BEGIN Extracted material

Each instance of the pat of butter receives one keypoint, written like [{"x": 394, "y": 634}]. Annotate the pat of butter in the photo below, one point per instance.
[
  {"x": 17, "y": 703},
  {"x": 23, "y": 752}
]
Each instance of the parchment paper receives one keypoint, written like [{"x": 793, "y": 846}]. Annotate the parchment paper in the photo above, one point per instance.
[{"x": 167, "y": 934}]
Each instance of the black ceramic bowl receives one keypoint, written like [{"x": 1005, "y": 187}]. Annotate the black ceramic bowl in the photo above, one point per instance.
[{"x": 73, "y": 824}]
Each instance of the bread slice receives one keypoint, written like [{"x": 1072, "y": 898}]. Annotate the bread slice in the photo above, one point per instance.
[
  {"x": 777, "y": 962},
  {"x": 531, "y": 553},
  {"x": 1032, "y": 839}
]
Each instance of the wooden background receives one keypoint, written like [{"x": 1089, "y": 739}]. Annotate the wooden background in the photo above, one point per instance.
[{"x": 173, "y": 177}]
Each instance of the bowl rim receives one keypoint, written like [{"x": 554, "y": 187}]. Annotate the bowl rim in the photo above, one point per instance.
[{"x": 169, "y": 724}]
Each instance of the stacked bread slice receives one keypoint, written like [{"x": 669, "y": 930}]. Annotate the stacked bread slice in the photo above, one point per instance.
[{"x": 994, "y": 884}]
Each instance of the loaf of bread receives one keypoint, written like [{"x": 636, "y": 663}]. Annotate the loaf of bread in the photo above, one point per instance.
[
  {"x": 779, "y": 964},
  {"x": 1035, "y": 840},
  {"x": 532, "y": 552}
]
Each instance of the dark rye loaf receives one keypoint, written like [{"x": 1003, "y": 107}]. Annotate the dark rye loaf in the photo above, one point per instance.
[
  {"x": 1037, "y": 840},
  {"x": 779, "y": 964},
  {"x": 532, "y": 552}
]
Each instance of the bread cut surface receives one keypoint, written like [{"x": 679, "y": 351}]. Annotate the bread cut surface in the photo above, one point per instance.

END Extracted material

--- Exercise requirements ---
Return each entry from the material above exactly as it appears.

--- Response to this exercise ---
Each instance of the pat of butter receives one keypoint, written like [{"x": 394, "y": 634}]. Annotate the pat of butter in the photo below, one point per instance.
[
  {"x": 17, "y": 703},
  {"x": 23, "y": 752}
]
Each instance of the parchment paper receives one keypoint, written like [{"x": 793, "y": 846}]. Annotate the parchment paper in the photo above, one point per instance.
[{"x": 167, "y": 934}]
Each instance of the black ceramic bowl receives one keypoint, written like [{"x": 1005, "y": 187}]. Annotate the black ceramic bowl in the photo above, one point per instance.
[{"x": 73, "y": 824}]
Each instance of the bread slice receives one keypoint, written like [{"x": 1072, "y": 898}]. Annotate the bread slice in the photo above, one point per instance.
[
  {"x": 777, "y": 962},
  {"x": 531, "y": 553},
  {"x": 1032, "y": 839}
]
Each instance of the wooden background receives one keypoint, written like [{"x": 1089, "y": 739}]. Annotate the wooden background in the photo above, one point per instance.
[{"x": 173, "y": 177}]
Each instance of the bowl rim receives one keypoint, written like [{"x": 554, "y": 187}]. Annotate the bowl rim in the photo above, one point per instance.
[{"x": 169, "y": 724}]
Each instance of the stacked bread slice receives one keypoint, written like [{"x": 669, "y": 930}]. Annotate the stacked bread slice in the photo above, one point per instance.
[{"x": 994, "y": 884}]
Each instance of the loaf of bread receives one keypoint, written like [{"x": 636, "y": 663}]. Annotate the loaf of bread in the photo above, one point per instance.
[
  {"x": 779, "y": 964},
  {"x": 1035, "y": 840},
  {"x": 532, "y": 552}
]
Each instance of the dark rye loaf receives one keypoint, written like [{"x": 1003, "y": 107}]. Annotate the dark rye loaf in the photo above, one point per instance.
[
  {"x": 1037, "y": 840},
  {"x": 779, "y": 964},
  {"x": 532, "y": 552}
]
Each instance of the bread cut surface receives one keypoint, written like [{"x": 679, "y": 351}]. Annotate the bread cut surface in the photo above, one point per instance.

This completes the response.